┌──

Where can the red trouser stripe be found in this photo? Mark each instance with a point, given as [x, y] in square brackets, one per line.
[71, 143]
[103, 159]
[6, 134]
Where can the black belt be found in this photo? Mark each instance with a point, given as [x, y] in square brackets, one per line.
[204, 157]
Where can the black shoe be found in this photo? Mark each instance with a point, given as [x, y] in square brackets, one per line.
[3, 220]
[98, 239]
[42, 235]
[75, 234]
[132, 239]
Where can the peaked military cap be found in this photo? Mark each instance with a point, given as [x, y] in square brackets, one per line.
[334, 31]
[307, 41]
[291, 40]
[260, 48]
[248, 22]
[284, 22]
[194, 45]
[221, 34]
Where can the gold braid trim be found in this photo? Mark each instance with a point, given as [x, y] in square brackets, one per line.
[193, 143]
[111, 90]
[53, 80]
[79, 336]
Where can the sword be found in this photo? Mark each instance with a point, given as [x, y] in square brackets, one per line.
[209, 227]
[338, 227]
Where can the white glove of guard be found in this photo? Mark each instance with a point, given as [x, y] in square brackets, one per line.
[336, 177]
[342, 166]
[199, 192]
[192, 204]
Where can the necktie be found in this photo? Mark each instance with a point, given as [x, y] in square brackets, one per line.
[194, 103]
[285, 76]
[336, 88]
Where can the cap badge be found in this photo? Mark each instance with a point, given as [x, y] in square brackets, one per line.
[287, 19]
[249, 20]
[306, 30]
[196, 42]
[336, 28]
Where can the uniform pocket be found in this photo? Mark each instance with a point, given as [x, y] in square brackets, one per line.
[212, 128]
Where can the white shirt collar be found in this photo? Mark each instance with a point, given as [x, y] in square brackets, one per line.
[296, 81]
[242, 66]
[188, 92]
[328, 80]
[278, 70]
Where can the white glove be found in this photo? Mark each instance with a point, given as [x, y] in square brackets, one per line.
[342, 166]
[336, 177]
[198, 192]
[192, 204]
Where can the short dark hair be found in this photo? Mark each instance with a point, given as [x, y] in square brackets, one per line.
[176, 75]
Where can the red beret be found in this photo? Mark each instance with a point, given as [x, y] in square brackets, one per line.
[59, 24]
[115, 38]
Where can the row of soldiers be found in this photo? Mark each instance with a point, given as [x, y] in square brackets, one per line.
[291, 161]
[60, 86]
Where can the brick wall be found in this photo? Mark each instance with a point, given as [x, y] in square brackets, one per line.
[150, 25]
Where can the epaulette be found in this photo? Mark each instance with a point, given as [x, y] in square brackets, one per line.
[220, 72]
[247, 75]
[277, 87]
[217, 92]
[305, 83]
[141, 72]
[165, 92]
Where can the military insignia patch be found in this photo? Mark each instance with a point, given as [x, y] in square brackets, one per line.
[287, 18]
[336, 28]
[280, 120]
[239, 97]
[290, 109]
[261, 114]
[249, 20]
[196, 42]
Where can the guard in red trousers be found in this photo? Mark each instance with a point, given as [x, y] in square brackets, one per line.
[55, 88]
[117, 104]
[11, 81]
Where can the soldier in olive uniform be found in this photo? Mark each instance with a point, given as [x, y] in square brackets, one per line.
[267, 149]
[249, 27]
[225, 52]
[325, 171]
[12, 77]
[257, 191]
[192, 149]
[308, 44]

└──

* [Objective] Could you repeat all the lines above, changing "Mark each instance" to "Indicate every instance" and leaving everything else as it is?

* [Full solution]
Where can the red trouser stripe be found in this photo? Indicate every instance with a point, given as [x, y] in square brackets, one per line.
[71, 143]
[103, 159]
[6, 134]
Where can the black belt be found in this photo? Indicate every instance with a point, given as [x, y] in square brackets, one per line.
[204, 157]
Where can the black shoe be found in this photo? Indicate every instance with a point, given as [x, y] in square brackets, one per line.
[3, 220]
[98, 239]
[42, 235]
[75, 234]
[132, 239]
Where can the peaked military cap be found in this photo? Indicate every instance with a point, given as [x, y] in square brackets, one per line.
[334, 31]
[307, 41]
[291, 40]
[260, 48]
[248, 22]
[284, 22]
[194, 45]
[221, 34]
Where can the gold braid trim be found in this photo? Indicate every instance with a point, given as [x, y] in square brackets, one per line.
[193, 143]
[111, 90]
[53, 80]
[79, 336]
Where can the sword be found in this photo? Indicate every instance with a point, given as [x, y] in square brackets, one per line.
[209, 227]
[338, 227]
Where can the white glove of guard be found in this photo? Indicate every instance with a point, given as [x, y] in square brackets, one per line.
[336, 177]
[342, 166]
[199, 192]
[192, 204]
Where can the necktie be found in this photo? Indicate every instance with a point, given as [x, y] in square brackets, one per line.
[194, 103]
[285, 76]
[336, 88]
Where can the cap badge be found in this photo? Indicate every instance with a point, given as [x, y] in square brackets, one per line.
[287, 19]
[249, 20]
[306, 30]
[196, 42]
[336, 28]
Where can the uniform pocket be found in this photo? Indicate every instance with a point, given as [x, y] in square brackets, one per line.
[212, 128]
Where can the white shirt collar be found in this photo? Indicate every instance with a point, given as [x, y] in square brackets, one per line.
[296, 81]
[242, 66]
[188, 92]
[328, 80]
[278, 70]
Where can the white glove be found in this photo? Indicate every instance with a point, given as [x, y] in square brackets, one per line.
[342, 166]
[336, 177]
[198, 192]
[192, 204]
Where can the short dark hair be found in this photo? Indicate every instance with a point, given as [x, y] in square brackets, one per line.
[176, 75]
Where can the red beret be found in this photo? Indicate every instance with a point, given as [x, y] in square brackets, one per line.
[59, 24]
[115, 38]
Where can the row of soldiers be found in this photo? Indicate every instance with a point, given as [x, y] in square brackets, one per line.
[291, 161]
[60, 86]
Where can the brick wall be found in this photo? Indicate every instance with a point, given as [x, y] in square brackets, one per line.
[150, 25]
Where can the epaulette be found in this photo? Indicate every instance with a point, given as [x, y] in square brackets, one per line.
[220, 72]
[247, 75]
[277, 87]
[217, 92]
[305, 83]
[141, 72]
[165, 92]
Where can the military insignia patch be found in this photo? Indicate every instance with a point, given as [x, y] in square brackets, one per line.
[287, 18]
[336, 28]
[280, 120]
[239, 97]
[290, 109]
[261, 114]
[249, 20]
[196, 42]
Where can the guard in red trousers be found in this photo? Indicate every instance with a point, given as [x, y] in square brackets, one per line.
[55, 88]
[117, 104]
[11, 81]
Where can the soldier in olive uniform be found in this photo? Indicate every instance with a point, given as [x, y] in square brackets, one per line.
[267, 149]
[249, 27]
[225, 52]
[325, 171]
[12, 77]
[257, 191]
[192, 149]
[308, 44]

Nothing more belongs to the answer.